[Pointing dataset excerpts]
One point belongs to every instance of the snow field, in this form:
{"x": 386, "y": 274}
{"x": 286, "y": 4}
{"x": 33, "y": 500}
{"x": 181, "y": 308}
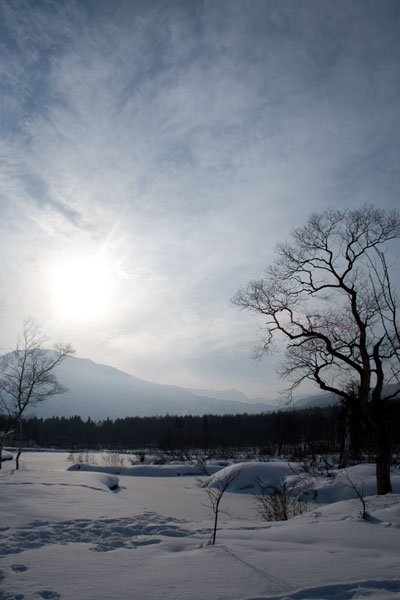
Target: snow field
{"x": 66, "y": 534}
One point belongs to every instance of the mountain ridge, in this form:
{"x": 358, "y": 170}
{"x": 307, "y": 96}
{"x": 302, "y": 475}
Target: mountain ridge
{"x": 100, "y": 391}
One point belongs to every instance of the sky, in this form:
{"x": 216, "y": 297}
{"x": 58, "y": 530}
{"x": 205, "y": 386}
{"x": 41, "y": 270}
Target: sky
{"x": 153, "y": 153}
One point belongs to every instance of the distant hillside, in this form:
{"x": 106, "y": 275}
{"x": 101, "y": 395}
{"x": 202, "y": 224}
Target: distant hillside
{"x": 99, "y": 391}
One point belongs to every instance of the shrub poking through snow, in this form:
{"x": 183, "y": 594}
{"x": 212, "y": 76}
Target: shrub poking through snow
{"x": 279, "y": 502}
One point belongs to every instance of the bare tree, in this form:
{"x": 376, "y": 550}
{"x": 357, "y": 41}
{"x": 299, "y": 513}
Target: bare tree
{"x": 27, "y": 377}
{"x": 329, "y": 296}
{"x": 279, "y": 501}
{"x": 215, "y": 492}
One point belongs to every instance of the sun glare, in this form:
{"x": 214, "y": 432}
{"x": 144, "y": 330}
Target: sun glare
{"x": 81, "y": 288}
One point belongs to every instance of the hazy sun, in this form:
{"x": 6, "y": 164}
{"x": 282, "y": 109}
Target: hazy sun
{"x": 81, "y": 288}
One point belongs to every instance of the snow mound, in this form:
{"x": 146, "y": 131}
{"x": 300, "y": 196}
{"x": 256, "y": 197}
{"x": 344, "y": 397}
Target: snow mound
{"x": 246, "y": 477}
{"x": 171, "y": 470}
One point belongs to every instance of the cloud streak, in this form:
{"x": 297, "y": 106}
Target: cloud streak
{"x": 181, "y": 141}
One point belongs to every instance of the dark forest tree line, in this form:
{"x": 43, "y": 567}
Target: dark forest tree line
{"x": 309, "y": 432}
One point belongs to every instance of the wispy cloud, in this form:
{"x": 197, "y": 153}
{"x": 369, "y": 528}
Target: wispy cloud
{"x": 182, "y": 140}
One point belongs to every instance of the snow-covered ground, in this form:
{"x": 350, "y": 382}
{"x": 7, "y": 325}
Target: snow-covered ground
{"x": 66, "y": 534}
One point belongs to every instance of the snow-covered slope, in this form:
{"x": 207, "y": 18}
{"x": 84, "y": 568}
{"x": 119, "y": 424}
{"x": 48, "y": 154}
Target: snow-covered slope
{"x": 99, "y": 391}
{"x": 74, "y": 535}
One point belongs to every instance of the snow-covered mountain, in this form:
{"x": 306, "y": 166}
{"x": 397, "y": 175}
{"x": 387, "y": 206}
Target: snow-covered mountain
{"x": 99, "y": 391}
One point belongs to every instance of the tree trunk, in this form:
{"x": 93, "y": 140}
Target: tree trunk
{"x": 383, "y": 460}
{"x": 20, "y": 445}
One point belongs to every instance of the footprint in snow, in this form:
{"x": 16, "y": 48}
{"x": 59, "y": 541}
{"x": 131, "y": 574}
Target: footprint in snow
{"x": 19, "y": 568}
{"x": 47, "y": 595}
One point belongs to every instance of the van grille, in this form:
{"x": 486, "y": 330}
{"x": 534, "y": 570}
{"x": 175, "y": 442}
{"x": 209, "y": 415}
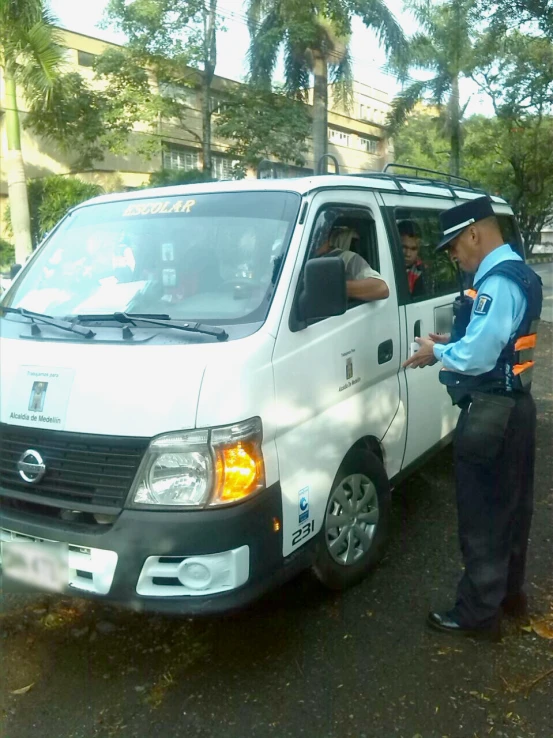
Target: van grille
{"x": 83, "y": 472}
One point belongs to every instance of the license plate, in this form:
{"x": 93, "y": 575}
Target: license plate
{"x": 36, "y": 564}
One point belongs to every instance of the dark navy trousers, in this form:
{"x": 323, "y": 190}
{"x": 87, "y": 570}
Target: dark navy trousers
{"x": 495, "y": 505}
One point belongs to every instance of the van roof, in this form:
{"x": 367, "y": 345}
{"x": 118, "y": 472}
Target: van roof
{"x": 303, "y": 185}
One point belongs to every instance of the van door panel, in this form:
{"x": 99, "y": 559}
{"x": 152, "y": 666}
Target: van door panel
{"x": 331, "y": 389}
{"x": 430, "y": 414}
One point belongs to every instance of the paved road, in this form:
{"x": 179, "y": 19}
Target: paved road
{"x": 546, "y": 273}
{"x": 301, "y": 663}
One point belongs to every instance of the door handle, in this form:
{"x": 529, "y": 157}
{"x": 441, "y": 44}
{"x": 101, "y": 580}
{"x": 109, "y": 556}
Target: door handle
{"x": 385, "y": 351}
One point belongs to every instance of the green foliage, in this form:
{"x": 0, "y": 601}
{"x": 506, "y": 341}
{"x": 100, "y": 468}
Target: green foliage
{"x": 510, "y": 14}
{"x": 49, "y": 200}
{"x": 249, "y": 114}
{"x": 77, "y": 123}
{"x": 516, "y": 70}
{"x": 445, "y": 47}
{"x": 7, "y": 253}
{"x": 29, "y": 48}
{"x": 170, "y": 177}
{"x": 503, "y": 158}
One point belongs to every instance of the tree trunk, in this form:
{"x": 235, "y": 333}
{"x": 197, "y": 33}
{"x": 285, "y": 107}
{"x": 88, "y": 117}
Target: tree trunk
{"x": 320, "y": 113}
{"x": 455, "y": 123}
{"x": 17, "y": 184}
{"x": 210, "y": 61}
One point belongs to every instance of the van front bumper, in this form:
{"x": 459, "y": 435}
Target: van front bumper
{"x": 189, "y": 562}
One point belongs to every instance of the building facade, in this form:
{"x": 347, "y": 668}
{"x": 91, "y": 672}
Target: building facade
{"x": 356, "y": 137}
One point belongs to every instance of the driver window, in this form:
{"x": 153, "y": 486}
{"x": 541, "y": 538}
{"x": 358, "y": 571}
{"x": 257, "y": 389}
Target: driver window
{"x": 348, "y": 233}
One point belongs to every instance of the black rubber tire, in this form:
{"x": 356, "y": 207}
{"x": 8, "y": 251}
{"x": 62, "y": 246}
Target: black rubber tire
{"x": 337, "y": 576}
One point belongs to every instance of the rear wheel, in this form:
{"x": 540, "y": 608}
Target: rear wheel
{"x": 356, "y": 524}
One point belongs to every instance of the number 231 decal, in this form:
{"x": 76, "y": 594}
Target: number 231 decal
{"x": 303, "y": 532}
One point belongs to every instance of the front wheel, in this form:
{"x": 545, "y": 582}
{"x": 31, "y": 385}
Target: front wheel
{"x": 356, "y": 523}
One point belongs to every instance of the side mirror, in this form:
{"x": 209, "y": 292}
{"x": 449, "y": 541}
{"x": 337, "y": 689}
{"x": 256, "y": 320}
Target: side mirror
{"x": 323, "y": 294}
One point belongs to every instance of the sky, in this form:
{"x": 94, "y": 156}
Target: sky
{"x": 368, "y": 58}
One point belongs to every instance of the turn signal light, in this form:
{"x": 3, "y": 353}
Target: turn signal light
{"x": 240, "y": 472}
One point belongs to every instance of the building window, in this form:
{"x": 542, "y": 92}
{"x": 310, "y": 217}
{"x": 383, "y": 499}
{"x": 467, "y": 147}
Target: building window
{"x": 221, "y": 167}
{"x": 338, "y": 137}
{"x": 85, "y": 59}
{"x": 370, "y": 145}
{"x": 179, "y": 157}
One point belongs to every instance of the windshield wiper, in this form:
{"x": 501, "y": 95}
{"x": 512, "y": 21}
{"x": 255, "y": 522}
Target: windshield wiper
{"x": 36, "y": 318}
{"x": 159, "y": 319}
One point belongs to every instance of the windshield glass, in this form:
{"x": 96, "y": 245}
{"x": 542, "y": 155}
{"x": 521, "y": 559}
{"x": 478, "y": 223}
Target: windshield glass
{"x": 211, "y": 258}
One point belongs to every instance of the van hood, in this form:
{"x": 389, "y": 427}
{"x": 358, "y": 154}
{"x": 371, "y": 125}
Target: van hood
{"x": 103, "y": 388}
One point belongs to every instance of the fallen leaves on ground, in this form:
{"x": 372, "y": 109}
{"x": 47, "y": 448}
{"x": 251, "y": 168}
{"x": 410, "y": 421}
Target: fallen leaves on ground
{"x": 542, "y": 627}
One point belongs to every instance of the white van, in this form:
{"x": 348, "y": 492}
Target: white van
{"x": 191, "y": 412}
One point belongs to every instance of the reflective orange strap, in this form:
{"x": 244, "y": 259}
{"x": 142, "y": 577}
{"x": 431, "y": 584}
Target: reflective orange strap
{"x": 526, "y": 342}
{"x": 520, "y": 368}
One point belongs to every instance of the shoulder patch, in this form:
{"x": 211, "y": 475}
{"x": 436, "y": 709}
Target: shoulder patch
{"x": 483, "y": 304}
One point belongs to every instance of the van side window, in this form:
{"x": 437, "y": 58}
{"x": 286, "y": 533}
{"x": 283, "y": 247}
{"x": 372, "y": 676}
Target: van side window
{"x": 348, "y": 231}
{"x": 428, "y": 274}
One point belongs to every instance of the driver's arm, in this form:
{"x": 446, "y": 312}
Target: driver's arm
{"x": 362, "y": 281}
{"x": 372, "y": 288}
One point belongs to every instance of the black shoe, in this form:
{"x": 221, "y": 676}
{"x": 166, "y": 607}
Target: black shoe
{"x": 515, "y": 606}
{"x": 443, "y": 622}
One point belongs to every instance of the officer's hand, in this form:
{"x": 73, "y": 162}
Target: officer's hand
{"x": 440, "y": 337}
{"x": 424, "y": 356}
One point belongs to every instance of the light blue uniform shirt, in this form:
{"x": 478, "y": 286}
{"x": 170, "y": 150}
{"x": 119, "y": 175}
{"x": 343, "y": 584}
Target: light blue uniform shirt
{"x": 497, "y": 312}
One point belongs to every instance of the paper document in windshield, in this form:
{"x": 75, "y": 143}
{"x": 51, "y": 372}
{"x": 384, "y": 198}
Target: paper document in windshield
{"x": 110, "y": 297}
{"x": 38, "y": 397}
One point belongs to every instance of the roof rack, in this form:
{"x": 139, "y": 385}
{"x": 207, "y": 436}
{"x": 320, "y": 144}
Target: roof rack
{"x": 463, "y": 181}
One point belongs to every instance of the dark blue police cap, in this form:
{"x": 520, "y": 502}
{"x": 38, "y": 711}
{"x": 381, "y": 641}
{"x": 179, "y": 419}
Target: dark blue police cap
{"x": 455, "y": 220}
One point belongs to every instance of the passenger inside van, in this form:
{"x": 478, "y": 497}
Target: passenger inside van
{"x": 410, "y": 236}
{"x": 362, "y": 281}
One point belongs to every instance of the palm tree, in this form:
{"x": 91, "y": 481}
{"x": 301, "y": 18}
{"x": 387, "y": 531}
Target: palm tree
{"x": 315, "y": 37}
{"x": 30, "y": 60}
{"x": 445, "y": 47}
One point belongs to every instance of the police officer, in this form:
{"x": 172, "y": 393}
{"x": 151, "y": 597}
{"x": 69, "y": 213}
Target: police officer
{"x": 487, "y": 367}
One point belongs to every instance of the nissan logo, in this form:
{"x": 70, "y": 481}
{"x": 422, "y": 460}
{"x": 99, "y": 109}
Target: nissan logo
{"x": 31, "y": 467}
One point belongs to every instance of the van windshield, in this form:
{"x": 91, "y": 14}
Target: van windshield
{"x": 213, "y": 258}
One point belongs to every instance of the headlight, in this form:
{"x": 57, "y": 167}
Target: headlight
{"x": 202, "y": 468}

TASK DIRECTIONS.
From the line that contains "One point belongs to every instance of the police" to the last line of the material above, repeat every line exactly, keeping both the first and the last.

OUTPUT BELOW.
One point belongs to every instance of the police officer, in this form:
{"x": 172, "y": 393}
{"x": 151, "y": 597}
{"x": 69, "y": 213}
Target: police officer
{"x": 487, "y": 367}
One point belongs to every instance of the nissan logo, in this form:
{"x": 70, "y": 481}
{"x": 422, "y": 460}
{"x": 99, "y": 109}
Target: nissan logo
{"x": 31, "y": 467}
One point belongs to every instance of the van windshield, in this form:
{"x": 91, "y": 14}
Target: van windshield
{"x": 213, "y": 258}
One point belongs to every instance of the headlight, in this form:
{"x": 57, "y": 167}
Target: headlight
{"x": 202, "y": 468}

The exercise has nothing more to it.